*About this task:* In the text about Tyra Banks and body image, why does the writer stop worrying about her weight? Answer in one to three sentences.

------ Provided text

I like my women -> ? Who is the next top waddle?

Here’s my problem. It may sound mean. I don’t care.

Tyra Banks is gorgeous. Tyra, whether she 130 or 160, has a beautiful face. So when she’s a bit chunkier, she’s a stunner who’s a little bit chunky. When she’s thinner (and Tyra’s never been scary thin), she’s a supermodel.

Now, I think it’s terrifying when women who have a face like they just walked into a wall go on and on about the “pressure to conform to beauty standards”. Hon, you could have a body like Adriana Lima, and it wouldn’t help. You’re wasting your time - yes, you should be in shape because being healthy is good. But wasting hours at the gym in your abs, legs and butt class to have a model body isn’t going to help your train wreck face.

Also, to the women I work with constantly complaining about how it’s impossible to lose the last five and get a perfectly flat stomach - what are you so worried about? Like Sports Illustrated might refuse to let you on their next cover? You’re a married 30-something women who works in an office. Again, you’re fit, and that’s good. Can’t you do something like, oh I don’t know, work hard so you can take pride in your job, instead of obsessing over something that just doesn’t matter?

I’m a girl. I’ve spent a lot of time worrying about my weight. Then I realised, dammit, I’m not a fatso, I’m slender with an excellent body fat percentage, I work out 5 times a week and eat a vegetarian diet, and I. AM. HEALTHY. AND. HAVE. GREAT. HAIR. Also, I’m not a model, so it doesn’t really fucking matter anyway.

------------
------ Record extracts

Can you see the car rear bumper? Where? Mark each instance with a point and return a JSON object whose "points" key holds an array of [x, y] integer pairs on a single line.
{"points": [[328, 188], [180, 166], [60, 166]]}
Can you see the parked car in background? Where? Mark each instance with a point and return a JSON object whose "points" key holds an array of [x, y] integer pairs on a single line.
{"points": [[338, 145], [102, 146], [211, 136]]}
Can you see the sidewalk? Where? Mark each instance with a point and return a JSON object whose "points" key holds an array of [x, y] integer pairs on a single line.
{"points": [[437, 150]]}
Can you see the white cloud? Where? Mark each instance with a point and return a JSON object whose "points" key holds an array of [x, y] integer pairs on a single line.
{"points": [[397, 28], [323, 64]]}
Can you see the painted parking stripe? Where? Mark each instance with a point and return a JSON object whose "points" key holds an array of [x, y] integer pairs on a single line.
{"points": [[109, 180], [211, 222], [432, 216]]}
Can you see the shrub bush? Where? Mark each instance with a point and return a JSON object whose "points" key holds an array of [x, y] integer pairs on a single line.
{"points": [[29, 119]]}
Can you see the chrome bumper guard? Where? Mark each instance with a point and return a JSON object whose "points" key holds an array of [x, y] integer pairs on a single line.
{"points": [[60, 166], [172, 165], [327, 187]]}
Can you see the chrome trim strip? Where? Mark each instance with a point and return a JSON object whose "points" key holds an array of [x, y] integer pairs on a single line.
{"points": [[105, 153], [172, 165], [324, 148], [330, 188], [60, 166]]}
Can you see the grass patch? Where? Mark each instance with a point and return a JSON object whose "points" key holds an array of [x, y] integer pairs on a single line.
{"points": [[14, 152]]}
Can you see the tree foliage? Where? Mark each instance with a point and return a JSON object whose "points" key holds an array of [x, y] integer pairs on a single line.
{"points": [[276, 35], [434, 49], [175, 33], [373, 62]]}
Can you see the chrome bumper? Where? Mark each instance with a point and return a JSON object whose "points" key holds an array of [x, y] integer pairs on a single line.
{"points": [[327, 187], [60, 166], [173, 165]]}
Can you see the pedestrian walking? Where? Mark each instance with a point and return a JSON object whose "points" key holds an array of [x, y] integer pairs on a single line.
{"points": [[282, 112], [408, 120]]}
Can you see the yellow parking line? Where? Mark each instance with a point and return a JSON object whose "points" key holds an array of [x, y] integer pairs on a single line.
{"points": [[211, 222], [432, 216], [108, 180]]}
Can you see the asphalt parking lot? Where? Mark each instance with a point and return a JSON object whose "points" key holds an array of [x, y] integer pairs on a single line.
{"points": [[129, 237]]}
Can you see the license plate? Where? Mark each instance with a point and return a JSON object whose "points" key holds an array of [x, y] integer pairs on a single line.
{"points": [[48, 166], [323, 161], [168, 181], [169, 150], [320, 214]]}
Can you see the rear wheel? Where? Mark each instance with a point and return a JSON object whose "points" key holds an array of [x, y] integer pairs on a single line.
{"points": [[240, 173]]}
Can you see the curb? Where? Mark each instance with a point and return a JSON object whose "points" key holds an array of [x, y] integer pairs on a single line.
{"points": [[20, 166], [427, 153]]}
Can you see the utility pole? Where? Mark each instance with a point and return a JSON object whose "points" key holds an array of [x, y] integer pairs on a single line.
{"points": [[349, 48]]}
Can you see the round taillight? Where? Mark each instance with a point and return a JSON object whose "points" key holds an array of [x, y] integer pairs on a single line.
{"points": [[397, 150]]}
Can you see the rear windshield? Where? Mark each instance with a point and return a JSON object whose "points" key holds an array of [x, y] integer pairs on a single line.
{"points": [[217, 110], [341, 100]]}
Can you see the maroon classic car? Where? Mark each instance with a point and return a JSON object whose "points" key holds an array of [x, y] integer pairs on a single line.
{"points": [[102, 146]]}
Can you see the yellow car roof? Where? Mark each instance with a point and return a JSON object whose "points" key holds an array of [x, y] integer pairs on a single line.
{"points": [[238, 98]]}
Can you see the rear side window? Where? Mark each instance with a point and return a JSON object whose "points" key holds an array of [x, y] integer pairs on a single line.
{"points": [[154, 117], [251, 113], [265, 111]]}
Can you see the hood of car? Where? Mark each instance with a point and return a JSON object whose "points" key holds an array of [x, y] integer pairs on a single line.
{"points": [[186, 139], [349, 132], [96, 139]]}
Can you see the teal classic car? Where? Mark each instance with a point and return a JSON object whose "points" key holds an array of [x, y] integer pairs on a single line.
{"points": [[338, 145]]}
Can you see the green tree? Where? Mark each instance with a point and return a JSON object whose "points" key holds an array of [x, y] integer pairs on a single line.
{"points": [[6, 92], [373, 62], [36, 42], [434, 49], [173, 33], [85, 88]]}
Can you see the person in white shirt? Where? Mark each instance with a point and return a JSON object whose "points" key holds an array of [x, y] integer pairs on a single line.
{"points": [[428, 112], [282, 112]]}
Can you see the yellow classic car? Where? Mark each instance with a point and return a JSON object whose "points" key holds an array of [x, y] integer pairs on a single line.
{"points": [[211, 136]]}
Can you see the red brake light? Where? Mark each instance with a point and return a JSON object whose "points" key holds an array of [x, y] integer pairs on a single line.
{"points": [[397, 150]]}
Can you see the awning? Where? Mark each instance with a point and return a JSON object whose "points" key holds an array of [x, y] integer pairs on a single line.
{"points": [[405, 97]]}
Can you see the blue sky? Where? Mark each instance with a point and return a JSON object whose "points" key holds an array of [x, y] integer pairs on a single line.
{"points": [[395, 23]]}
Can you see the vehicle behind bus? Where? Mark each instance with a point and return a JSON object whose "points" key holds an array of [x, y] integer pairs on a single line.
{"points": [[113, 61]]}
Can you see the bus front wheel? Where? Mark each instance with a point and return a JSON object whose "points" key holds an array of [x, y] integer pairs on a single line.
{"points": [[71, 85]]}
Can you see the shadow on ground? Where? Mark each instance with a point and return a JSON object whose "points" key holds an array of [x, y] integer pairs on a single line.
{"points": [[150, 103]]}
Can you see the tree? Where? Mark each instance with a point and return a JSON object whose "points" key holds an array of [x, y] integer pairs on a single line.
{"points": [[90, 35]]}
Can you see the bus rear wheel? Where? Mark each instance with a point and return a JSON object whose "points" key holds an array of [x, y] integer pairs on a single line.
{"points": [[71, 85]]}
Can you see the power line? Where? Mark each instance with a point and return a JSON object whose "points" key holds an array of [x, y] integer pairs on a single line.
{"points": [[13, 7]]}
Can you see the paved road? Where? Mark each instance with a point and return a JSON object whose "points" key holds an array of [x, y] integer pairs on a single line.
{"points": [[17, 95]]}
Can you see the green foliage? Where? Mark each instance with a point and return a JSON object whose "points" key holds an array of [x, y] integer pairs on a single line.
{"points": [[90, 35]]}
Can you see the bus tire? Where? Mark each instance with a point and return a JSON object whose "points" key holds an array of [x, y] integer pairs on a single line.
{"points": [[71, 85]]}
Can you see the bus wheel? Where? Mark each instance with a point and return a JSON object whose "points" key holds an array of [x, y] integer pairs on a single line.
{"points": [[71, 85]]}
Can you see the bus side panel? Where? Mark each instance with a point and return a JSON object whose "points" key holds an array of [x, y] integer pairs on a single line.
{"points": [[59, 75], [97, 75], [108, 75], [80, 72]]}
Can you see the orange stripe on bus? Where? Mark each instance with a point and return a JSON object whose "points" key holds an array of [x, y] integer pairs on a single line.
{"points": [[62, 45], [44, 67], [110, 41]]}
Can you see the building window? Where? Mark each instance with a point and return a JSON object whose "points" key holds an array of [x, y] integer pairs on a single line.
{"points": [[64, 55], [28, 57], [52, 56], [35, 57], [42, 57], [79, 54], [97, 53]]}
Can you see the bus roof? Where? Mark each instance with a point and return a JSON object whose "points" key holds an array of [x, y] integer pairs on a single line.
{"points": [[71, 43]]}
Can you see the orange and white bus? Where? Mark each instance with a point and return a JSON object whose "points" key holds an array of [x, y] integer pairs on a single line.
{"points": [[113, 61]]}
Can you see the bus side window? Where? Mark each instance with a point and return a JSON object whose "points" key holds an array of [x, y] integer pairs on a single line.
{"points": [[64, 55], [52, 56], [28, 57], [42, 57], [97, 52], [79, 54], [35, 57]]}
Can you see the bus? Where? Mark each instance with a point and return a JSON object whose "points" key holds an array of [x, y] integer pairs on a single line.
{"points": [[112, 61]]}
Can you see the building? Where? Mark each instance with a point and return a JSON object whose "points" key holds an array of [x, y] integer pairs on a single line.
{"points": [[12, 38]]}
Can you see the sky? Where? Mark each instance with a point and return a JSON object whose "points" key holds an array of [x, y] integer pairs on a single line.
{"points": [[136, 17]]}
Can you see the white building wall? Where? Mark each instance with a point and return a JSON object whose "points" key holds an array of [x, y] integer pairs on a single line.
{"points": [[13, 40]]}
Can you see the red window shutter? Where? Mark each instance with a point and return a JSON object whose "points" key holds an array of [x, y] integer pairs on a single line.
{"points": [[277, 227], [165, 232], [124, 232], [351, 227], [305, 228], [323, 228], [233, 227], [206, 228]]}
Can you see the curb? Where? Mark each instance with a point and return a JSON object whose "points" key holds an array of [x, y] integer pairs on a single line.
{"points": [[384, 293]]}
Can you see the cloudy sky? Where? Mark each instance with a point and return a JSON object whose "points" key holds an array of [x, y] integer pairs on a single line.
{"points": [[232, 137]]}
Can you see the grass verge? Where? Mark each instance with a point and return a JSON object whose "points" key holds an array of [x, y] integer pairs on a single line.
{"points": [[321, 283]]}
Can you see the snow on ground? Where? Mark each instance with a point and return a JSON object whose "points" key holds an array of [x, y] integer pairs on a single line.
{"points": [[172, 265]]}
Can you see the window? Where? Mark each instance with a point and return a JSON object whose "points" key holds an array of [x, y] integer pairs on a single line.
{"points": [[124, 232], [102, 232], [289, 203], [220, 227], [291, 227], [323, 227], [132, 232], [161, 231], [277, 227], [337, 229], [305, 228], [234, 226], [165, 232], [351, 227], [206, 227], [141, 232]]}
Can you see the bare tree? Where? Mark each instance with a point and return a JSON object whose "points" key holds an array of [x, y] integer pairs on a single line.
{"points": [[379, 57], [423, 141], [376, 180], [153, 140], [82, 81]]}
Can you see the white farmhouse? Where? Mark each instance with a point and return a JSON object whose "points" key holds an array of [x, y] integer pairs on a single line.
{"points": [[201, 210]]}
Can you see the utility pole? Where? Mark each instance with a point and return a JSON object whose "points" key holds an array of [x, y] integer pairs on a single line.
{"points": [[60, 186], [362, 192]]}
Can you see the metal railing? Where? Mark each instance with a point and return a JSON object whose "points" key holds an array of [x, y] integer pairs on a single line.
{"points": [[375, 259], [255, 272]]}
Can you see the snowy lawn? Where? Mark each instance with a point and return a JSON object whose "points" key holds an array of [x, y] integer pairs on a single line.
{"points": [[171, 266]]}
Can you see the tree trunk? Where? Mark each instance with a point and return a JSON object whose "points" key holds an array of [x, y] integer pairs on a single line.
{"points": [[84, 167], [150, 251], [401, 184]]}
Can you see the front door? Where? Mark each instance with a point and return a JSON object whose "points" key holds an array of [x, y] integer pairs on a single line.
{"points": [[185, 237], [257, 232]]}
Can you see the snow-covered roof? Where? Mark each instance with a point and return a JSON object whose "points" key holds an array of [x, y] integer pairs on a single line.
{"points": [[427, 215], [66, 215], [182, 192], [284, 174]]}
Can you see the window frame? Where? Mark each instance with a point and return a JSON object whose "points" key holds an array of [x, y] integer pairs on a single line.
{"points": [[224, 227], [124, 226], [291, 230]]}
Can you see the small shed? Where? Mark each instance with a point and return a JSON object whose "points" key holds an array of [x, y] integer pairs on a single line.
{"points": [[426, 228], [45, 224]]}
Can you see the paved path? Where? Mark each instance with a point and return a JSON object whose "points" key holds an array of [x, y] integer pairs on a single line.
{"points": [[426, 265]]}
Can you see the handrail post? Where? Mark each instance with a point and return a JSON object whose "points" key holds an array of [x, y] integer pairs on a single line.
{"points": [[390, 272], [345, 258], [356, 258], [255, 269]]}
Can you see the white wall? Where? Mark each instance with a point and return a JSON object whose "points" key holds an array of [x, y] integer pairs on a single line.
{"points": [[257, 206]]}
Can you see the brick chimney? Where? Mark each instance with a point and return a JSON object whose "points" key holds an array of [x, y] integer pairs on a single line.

------------

*Answer space:* She realized that she is not fat but slender, with an excellent body fat percentage, and that she works out five times a week, eats a vegetarian diet, and is healthy. She also points out that she is not a model, so her weight doesn't really matter anyway.